Work to be completed: List each line of the collection entries below that contains the word "wooden", copying every such line in full.

Collection entries
## Begin

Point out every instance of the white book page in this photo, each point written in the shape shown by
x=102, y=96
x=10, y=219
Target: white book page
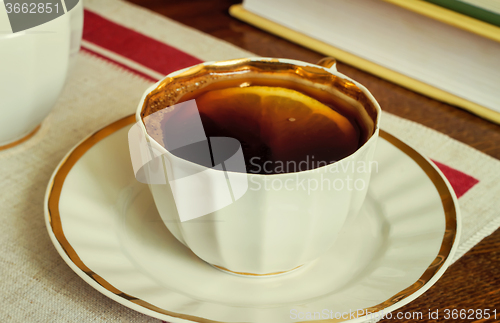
x=443, y=56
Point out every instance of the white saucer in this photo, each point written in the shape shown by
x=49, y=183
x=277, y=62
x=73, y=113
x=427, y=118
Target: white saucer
x=104, y=224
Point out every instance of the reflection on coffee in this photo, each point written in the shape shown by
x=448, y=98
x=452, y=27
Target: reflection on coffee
x=283, y=125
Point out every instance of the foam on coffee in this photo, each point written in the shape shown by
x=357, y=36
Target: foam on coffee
x=339, y=94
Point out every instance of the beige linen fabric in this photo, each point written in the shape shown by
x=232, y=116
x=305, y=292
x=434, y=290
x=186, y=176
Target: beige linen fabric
x=36, y=284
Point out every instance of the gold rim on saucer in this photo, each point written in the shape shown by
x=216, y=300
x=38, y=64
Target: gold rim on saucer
x=256, y=275
x=56, y=186
x=23, y=139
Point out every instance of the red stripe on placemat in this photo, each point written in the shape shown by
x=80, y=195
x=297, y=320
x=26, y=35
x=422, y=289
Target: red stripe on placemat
x=138, y=47
x=119, y=64
x=460, y=182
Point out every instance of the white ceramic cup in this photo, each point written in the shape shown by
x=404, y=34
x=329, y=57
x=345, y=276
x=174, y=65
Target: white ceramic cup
x=34, y=64
x=265, y=231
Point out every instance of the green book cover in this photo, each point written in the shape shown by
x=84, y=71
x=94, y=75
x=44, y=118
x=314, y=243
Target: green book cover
x=475, y=9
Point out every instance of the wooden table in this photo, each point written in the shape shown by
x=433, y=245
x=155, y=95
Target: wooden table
x=473, y=282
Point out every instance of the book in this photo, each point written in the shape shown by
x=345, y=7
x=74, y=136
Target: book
x=484, y=10
x=410, y=48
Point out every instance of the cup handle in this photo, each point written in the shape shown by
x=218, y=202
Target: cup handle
x=328, y=62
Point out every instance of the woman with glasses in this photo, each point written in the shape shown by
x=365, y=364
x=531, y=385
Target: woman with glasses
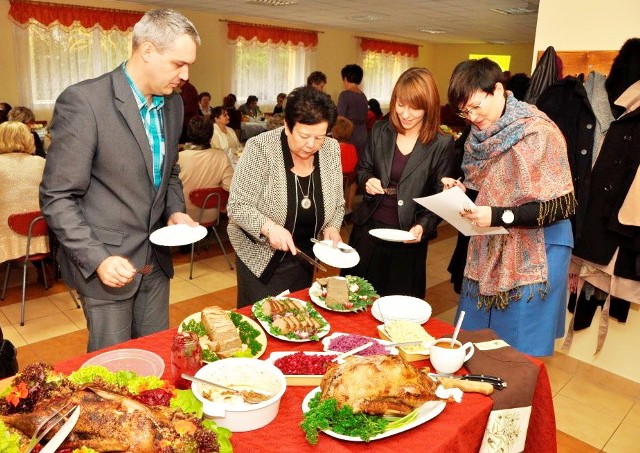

## End

Final answer:
Point out every instance of the wooden table in this photo, each point written in the shape shown by
Target: wooden table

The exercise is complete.